### 给定问题
打印下文中讲 Trino 源码学习准备工作的那段文字的一部分，字句不作改动：从含有“Trino源码学习-准备工作”处开始，到“下载 Trino 代码到本地。”为止。

### 文本摘录
══════════════════════════════
Victor's Code Journey
Victor's Code Journey

目录

Trino源码学习-准备工作

警告
本文最后更新于 2022-11-30,文中内容可能已过时。

本文是学习Trino源码前的准备工作。在开始之前,先做好准备工作:

  1. 编译环境 Mac OS X or Linux
  2. 安装Java 17.0.4+, Trino 依赖 Java 17.0.4 或更新的版本来进行构建(本文基于 https://gitee.com/chutian0610/trino/tree/code-study/)。
  3. 安装 Maven, Maven的版本不重要,Trino编译时会使用mvnw指定mvn版本
  4. 安装 Docker

下载 Trino 代码到本地。

git clone https://github.com/trinodb/trino.git

然后进到到项目根目录,使用maven编译。

./mvnw clean install -DskipTests

这样构建会比较慢。同时还会使用docker(前面有要求环境中安装docker)。可以使用下面的快速构建命令1:

./mvnw -pl '!:trino-server-rpm,!:trino-docs,!:trino-proxy,!:trino-verifier,!:trino-benchto-benchmarks' clean install -T1C -nsu -DskipTests -Dmaven.javadoc.skip=true -Dmaven.source.skip=true -Dair.check.skip-all=true -Dskip.npm -Dskip.yarn

maven 配置文件

<?xml version="1.0" encoding="UTF-8"?>
<settings
    xsi:schemaLocation="http://maven.apache.org/SETTINGS/1.1.0 http://maven.apache.org/xsd/settings-1.1.0.xsd"
    xmlns="http://maven.apache.org/SETTINGS/1.1.0"
    xmlns:xsi="http://www.w3.org/2001/XMLSchema-instance">
    <localRepository>/Users/victorchu/.m2/repository</localRepository>
    <mirrors>
        <mirror>
            <id>aliyunmaven</id>
            <mirrorOf>*,!confluent,!jcenter</mirrorOf>
            <name>阿里云公共仓库</name>
            <url>https://maven.aliyun.com/repository/public</url>
          </mirror>
    </mirrors>
</settings>

在根目录pom.xml 上添加 repo配置,(解决阿里云中找不到包的问题,要在mirrorOf中忽略该仓库)
══════════════════════════════
### 所给信息
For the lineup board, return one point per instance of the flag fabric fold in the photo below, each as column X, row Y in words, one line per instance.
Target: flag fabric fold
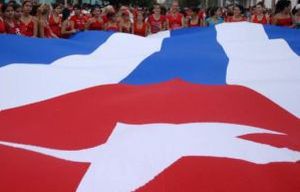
column 199, row 109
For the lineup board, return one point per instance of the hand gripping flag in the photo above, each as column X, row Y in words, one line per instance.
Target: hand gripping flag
column 199, row 109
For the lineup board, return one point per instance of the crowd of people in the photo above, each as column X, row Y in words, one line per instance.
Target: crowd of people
column 59, row 21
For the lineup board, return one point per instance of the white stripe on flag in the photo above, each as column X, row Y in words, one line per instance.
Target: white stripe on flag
column 269, row 67
column 22, row 84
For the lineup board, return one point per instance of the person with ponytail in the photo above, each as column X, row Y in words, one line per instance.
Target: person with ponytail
column 283, row 15
column 260, row 16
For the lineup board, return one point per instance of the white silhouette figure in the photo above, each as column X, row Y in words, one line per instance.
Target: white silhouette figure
column 135, row 154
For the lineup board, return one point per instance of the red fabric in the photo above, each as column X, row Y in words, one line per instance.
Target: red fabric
column 2, row 26
column 233, row 19
column 79, row 22
column 209, row 174
column 156, row 25
column 190, row 24
column 112, row 28
column 140, row 31
column 12, row 29
column 175, row 21
column 68, row 123
column 55, row 26
column 285, row 22
column 27, row 29
column 96, row 25
column 262, row 21
column 68, row 28
column 203, row 104
column 28, row 171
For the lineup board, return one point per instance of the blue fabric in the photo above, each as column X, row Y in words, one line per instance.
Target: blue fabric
column 45, row 51
column 291, row 36
column 191, row 54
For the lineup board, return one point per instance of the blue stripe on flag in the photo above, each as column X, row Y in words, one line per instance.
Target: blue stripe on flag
column 17, row 49
column 291, row 36
column 193, row 55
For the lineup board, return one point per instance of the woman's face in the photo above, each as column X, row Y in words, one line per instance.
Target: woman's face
column 58, row 9
column 174, row 7
column 140, row 16
column 9, row 12
column 259, row 9
column 27, row 7
column 287, row 9
column 18, row 13
column 96, row 12
column 219, row 13
column 236, row 11
column 156, row 9
column 77, row 11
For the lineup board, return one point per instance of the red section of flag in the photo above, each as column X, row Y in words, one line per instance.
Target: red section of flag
column 207, row 174
column 22, row 170
column 86, row 118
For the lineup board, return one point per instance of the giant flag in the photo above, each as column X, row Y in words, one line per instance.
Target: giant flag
column 198, row 109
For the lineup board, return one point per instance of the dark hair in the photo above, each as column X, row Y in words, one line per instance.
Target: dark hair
column 242, row 9
column 195, row 9
column 212, row 11
column 17, row 6
column 261, row 4
column 281, row 5
column 110, row 15
column 65, row 14
column 5, row 6
column 54, row 5
column 95, row 7
column 77, row 6
column 26, row 1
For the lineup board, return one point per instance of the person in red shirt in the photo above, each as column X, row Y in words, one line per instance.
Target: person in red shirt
column 259, row 16
column 112, row 24
column 55, row 19
column 175, row 20
column 2, row 25
column 140, row 27
column 238, row 14
column 283, row 15
column 193, row 20
column 67, row 28
column 156, row 21
column 18, row 13
column 28, row 24
column 96, row 22
column 44, row 27
column 78, row 18
column 125, row 23
column 10, row 23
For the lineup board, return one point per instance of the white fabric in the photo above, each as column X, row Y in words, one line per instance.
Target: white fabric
column 135, row 154
column 269, row 67
column 25, row 84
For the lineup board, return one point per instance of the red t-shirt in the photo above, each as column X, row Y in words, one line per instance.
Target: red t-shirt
column 285, row 22
column 79, row 22
column 96, row 25
column 156, row 25
column 140, row 31
column 2, row 26
column 263, row 20
column 233, row 19
column 27, row 28
column 12, row 29
column 175, row 21
column 55, row 26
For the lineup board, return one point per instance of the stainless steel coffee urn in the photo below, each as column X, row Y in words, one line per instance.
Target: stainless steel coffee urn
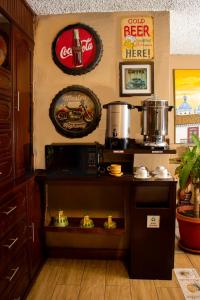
══════════════════════════════
### 问题解答
Trino源码学习-准备工作

警告
本文最后更新于 2022-11-30,文中内容可能已过时。

本文是学习Trino源码前的准备工作。在开始之前,先做好准备工作:

  1. 编译环境 Mac OS X or Linux
  2. 安装Java 17.0.4+, Trino 依赖 Java 17.0.4 或更新的版本来进行构建(本文基于 https://gitee.com/chutian0610/trino/tree/code-study/)。
  3. 安装 Maven, Maven的版本不重要,Trino编译时会使用mvnw指定mvn版本
  4. 安装 Docker

下载 Trino 代码到本地。